Segment Start: Material shown
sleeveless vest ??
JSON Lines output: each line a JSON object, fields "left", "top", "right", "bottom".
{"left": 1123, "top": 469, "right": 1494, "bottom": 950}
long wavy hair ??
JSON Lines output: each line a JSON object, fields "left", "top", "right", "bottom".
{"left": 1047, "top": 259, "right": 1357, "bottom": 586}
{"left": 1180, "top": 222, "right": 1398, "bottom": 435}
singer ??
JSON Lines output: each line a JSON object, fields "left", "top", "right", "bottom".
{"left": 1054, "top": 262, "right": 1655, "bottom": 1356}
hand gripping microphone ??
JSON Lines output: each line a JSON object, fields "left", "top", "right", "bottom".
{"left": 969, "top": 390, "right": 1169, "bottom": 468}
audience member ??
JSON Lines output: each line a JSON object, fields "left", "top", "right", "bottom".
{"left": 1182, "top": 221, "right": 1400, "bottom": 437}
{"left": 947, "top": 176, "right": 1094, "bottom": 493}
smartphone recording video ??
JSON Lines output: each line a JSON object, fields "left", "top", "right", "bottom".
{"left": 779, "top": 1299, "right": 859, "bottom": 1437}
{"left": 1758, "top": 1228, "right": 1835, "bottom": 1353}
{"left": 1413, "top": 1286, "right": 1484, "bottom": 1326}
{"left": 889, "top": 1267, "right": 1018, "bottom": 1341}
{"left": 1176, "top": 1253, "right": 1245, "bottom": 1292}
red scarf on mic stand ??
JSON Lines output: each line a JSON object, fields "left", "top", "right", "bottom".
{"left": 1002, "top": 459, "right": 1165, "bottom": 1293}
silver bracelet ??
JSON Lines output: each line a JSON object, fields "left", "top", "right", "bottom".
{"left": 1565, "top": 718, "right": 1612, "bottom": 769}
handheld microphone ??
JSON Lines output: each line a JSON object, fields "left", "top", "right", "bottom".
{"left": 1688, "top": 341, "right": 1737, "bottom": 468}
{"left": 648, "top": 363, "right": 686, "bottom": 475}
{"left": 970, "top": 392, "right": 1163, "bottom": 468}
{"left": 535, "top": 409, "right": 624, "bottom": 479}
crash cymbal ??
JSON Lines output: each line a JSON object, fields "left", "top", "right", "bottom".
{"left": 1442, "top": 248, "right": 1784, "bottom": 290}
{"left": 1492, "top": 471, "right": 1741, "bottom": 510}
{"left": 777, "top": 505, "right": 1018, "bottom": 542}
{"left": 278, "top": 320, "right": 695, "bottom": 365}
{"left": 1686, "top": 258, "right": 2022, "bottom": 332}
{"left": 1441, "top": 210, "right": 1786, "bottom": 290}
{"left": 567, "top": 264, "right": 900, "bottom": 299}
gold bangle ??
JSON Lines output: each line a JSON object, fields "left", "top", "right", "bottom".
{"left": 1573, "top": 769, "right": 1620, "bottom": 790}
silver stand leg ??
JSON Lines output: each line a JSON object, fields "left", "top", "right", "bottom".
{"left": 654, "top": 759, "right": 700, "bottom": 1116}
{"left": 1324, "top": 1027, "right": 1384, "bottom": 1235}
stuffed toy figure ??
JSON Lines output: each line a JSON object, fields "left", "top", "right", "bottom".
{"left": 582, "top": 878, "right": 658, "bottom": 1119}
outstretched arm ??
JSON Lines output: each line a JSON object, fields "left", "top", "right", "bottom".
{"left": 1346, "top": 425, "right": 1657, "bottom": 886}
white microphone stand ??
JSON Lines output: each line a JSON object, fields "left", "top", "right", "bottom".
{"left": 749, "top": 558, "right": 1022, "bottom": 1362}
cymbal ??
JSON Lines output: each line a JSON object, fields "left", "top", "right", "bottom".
Segment End: Material shown
What do the lines from the one with "stuffed toy figure ??" through the last line of the entries say? Print them word for word, both ends included, and nothing else.

stuffed toy figure ??
JSON Lines output: each line a JSON object, fields "left", "top", "right", "bottom".
{"left": 582, "top": 878, "right": 658, "bottom": 1119}
outstretched arm ??
JSON Lines output: each line a JSON object, fields "left", "top", "right", "bottom".
{"left": 1346, "top": 425, "right": 1657, "bottom": 886}
white microphone stand ??
JSON Lines output: each line a JSON object, fields "left", "top", "right", "bottom".
{"left": 749, "top": 558, "right": 1022, "bottom": 1362}
cymbal ??
JSON Lines output: each line a JSON object, fields "left", "top", "right", "bottom".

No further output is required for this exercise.